▸ DATA EXCERPTS

┌──

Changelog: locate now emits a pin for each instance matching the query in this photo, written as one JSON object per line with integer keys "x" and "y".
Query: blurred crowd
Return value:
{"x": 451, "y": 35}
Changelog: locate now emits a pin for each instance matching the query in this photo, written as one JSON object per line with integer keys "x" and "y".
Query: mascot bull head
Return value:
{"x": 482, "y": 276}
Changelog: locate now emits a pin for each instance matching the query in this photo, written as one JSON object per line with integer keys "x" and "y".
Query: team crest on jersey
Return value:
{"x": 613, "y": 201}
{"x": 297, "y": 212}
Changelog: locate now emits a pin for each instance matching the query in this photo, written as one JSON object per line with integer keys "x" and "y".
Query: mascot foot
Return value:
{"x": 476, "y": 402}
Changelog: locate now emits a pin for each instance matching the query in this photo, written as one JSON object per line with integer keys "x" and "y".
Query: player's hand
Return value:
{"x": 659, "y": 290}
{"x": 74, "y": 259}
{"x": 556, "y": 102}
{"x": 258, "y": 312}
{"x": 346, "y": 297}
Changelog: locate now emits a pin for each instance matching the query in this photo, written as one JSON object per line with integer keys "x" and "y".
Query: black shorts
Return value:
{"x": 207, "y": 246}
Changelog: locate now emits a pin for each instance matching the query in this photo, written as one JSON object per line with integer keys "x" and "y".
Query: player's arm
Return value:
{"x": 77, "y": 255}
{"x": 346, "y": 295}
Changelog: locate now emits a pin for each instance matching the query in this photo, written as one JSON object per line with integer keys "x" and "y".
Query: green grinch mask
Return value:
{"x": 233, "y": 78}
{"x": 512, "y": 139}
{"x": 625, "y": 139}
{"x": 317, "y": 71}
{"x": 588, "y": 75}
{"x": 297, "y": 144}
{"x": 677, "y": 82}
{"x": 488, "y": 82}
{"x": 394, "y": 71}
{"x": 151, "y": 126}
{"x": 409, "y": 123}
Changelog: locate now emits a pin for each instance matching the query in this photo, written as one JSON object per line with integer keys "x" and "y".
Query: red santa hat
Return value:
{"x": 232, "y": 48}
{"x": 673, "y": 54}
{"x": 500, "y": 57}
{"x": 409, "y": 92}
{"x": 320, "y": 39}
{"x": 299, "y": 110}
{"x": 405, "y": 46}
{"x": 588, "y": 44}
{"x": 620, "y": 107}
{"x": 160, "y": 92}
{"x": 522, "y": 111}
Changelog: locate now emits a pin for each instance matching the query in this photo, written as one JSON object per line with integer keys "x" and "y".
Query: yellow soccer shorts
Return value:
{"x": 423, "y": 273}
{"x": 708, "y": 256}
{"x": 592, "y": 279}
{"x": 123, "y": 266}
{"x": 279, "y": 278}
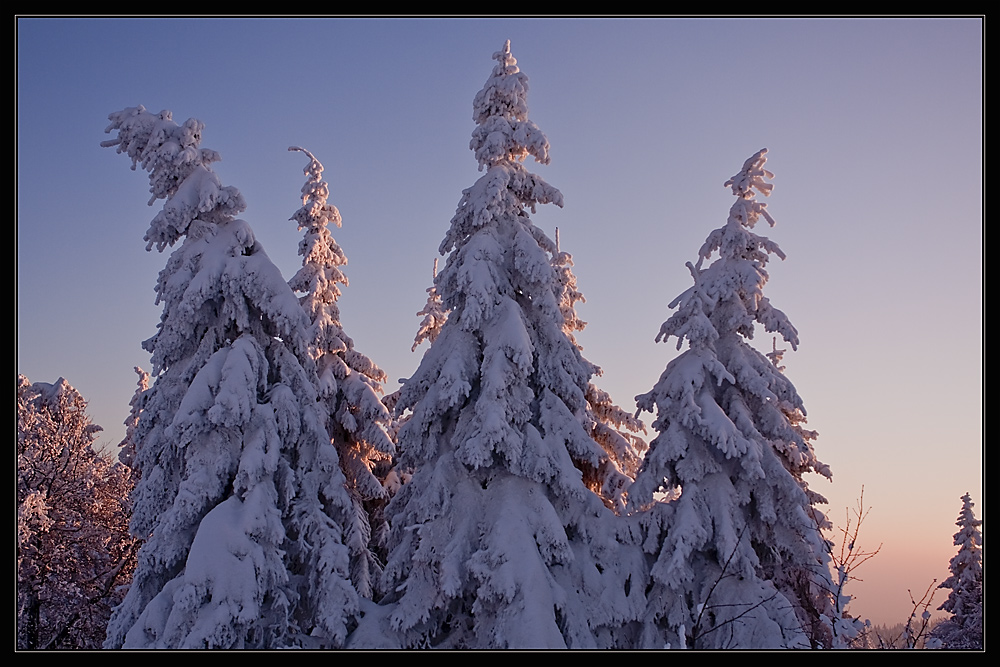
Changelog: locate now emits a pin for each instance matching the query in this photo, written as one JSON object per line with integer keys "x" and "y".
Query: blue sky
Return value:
{"x": 875, "y": 135}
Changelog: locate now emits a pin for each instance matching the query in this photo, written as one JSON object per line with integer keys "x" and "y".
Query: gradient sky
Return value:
{"x": 875, "y": 135}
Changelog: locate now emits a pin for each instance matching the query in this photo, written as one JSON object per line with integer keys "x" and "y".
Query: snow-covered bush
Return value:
{"x": 964, "y": 629}
{"x": 74, "y": 553}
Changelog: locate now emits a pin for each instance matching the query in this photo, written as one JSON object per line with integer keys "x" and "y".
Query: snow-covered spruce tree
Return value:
{"x": 241, "y": 501}
{"x": 615, "y": 430}
{"x": 739, "y": 559}
{"x": 964, "y": 630}
{"x": 496, "y": 542}
{"x": 349, "y": 382}
{"x": 74, "y": 553}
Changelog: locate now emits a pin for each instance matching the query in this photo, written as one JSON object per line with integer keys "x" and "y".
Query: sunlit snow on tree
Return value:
{"x": 241, "y": 502}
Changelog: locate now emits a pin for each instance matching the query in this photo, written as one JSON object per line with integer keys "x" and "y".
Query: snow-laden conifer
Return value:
{"x": 739, "y": 557}
{"x": 241, "y": 501}
{"x": 349, "y": 382}
{"x": 964, "y": 629}
{"x": 615, "y": 430}
{"x": 496, "y": 541}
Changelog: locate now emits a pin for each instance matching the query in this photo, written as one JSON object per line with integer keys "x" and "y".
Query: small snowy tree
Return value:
{"x": 496, "y": 541}
{"x": 739, "y": 560}
{"x": 74, "y": 553}
{"x": 241, "y": 502}
{"x": 964, "y": 630}
{"x": 349, "y": 382}
{"x": 435, "y": 315}
{"x": 615, "y": 430}
{"x": 127, "y": 452}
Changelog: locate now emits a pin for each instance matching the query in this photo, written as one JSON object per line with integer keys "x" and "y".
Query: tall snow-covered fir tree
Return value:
{"x": 615, "y": 430}
{"x": 349, "y": 382}
{"x": 435, "y": 315}
{"x": 496, "y": 541}
{"x": 241, "y": 503}
{"x": 964, "y": 629}
{"x": 738, "y": 558}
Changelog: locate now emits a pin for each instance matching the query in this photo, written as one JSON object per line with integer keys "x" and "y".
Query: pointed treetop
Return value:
{"x": 500, "y": 111}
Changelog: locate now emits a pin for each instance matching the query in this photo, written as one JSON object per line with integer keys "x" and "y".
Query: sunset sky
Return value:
{"x": 874, "y": 131}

└──

▸ WHAT YOU SHOULD DO
Please repeat the entries exactly. Do not include the pictures.

▸ PROBLEM SOLUTION
Changelog: locate now emits a pin for each instance matching the query in this photo, written as one JSON object per line with integer keys "x" and "y".
Query: blurred crowd
Return value:
{"x": 451, "y": 35}
Changelog: locate now emits a pin for each instance matching the query in this photo, written as one JSON object per line with integer keys "x" and "y".
Query: mascot bull head
Return value:
{"x": 482, "y": 276}
Changelog: locate now emits a pin for each instance matching the query in this photo, written as one JSON object per line with integer keys "x" and "y".
Query: team crest on jersey
Return value:
{"x": 613, "y": 201}
{"x": 297, "y": 212}
Changelog: locate now emits a pin for each instance matching the query in this photo, written as one JSON object per line with integer keys "x" and "y".
Query: mascot foot
Return value:
{"x": 476, "y": 402}
Changelog: locate now emits a pin for each instance matching the query in this photo, written as one JSON object per line with integer keys "x" and "y".
Query: player's hand
Return value:
{"x": 659, "y": 290}
{"x": 74, "y": 259}
{"x": 556, "y": 102}
{"x": 258, "y": 312}
{"x": 346, "y": 297}
Changelog: locate now emits a pin for each instance matching the query in this photo, written as one JSON object per line with integer keys "x" and "y".
Query: black shorts
Return value:
{"x": 207, "y": 246}
Changelog: locate now emits a pin for each instance matching the query in this photo, written as one JSON object per line with integer keys "x" and "y".
Query: player's arm
Return value:
{"x": 77, "y": 255}
{"x": 346, "y": 295}
Changelog: locate now emits a pin for each instance matching the query in this photo, written as one JSON object per line with integer keys "x" and "y".
Query: green grinch mask
Return value:
{"x": 233, "y": 78}
{"x": 512, "y": 139}
{"x": 625, "y": 139}
{"x": 317, "y": 71}
{"x": 588, "y": 75}
{"x": 297, "y": 144}
{"x": 677, "y": 82}
{"x": 488, "y": 82}
{"x": 394, "y": 71}
{"x": 151, "y": 126}
{"x": 409, "y": 123}
Changelog: locate now emits a pin for each instance matching the query in this photo, written as one JSON object per line with integer keys "x" and "y".
Query: red santa hat
Return value:
{"x": 232, "y": 48}
{"x": 673, "y": 54}
{"x": 500, "y": 57}
{"x": 409, "y": 92}
{"x": 320, "y": 39}
{"x": 299, "y": 110}
{"x": 405, "y": 46}
{"x": 588, "y": 44}
{"x": 620, "y": 107}
{"x": 160, "y": 92}
{"x": 522, "y": 111}
Changelog: locate now emits a pin for each instance matching the query in this photo, written as one JSON object per line with integer keys "x" and "y".
Query: yellow soccer shorts
Return value:
{"x": 423, "y": 273}
{"x": 708, "y": 256}
{"x": 592, "y": 279}
{"x": 123, "y": 266}
{"x": 279, "y": 278}
Changelog: locate now emits a pin for each instance matching the query in this photo, written as one JSON object per line with integer keys "x" and "y".
Query: blue sky
Return value:
{"x": 875, "y": 135}
Changelog: locate now emits a pin for each instance matching the query in this photo, written as one JSON object per line with integer keys "x" and "y".
Query: gradient sky
Return value:
{"x": 875, "y": 135}
Changelog: locate now emits a pin for each instance matching the query in this photo, written as one JSON object per line with integer keys "x" and "y".
Query: snow-covered bush
Return value:
{"x": 964, "y": 629}
{"x": 74, "y": 553}
Changelog: locate now emits a pin for each instance matching the query in this photo, written as one JSON object per line with integer keys "x" and "y".
Query: snow-covered spruce tree
Return value:
{"x": 241, "y": 501}
{"x": 615, "y": 430}
{"x": 739, "y": 559}
{"x": 964, "y": 630}
{"x": 496, "y": 542}
{"x": 349, "y": 382}
{"x": 74, "y": 553}
Changelog: locate now emits a pin for each instance matching the query in this photo, written as one JSON object per line with integer keys "x" and "y".
Query: sunlit snow on tree
Return value:
{"x": 241, "y": 502}
Changelog: locate now emits a pin for each instance matching the query in this photo, written as one JSON object per line with integer keys "x" and "y".
Query: snow-laden conifer
Return value:
{"x": 739, "y": 557}
{"x": 241, "y": 501}
{"x": 349, "y": 382}
{"x": 964, "y": 629}
{"x": 615, "y": 430}
{"x": 496, "y": 541}
Changelog: locate now emits a pin for each instance matching the query in this photo, written as one JSON object per line with integer keys "x" and "y".
Query: small snowy tree
Return value:
{"x": 496, "y": 541}
{"x": 739, "y": 560}
{"x": 74, "y": 553}
{"x": 241, "y": 502}
{"x": 964, "y": 630}
{"x": 349, "y": 382}
{"x": 435, "y": 315}
{"x": 615, "y": 430}
{"x": 127, "y": 452}
Changelog: locate now emits a pin for each instance matching the query in this photo, written as one JSON object per line with integer keys "x" and "y".
Query: tall snow-covered fir tree
Return value:
{"x": 615, "y": 430}
{"x": 349, "y": 382}
{"x": 435, "y": 315}
{"x": 496, "y": 541}
{"x": 241, "y": 503}
{"x": 964, "y": 629}
{"x": 738, "y": 558}
Changelog: locate now emits a pin for each instance matching the query in this photo, written as one JSON object per line with integer keys "x" and "y".
Query: pointed treetop
Return value:
{"x": 500, "y": 111}
Changelog: locate now emits a pin for each instance matching the query in this photo, written as one JSON object per line with integer keys "x" and "y".
Query: sunset sky
Return value:
{"x": 874, "y": 131}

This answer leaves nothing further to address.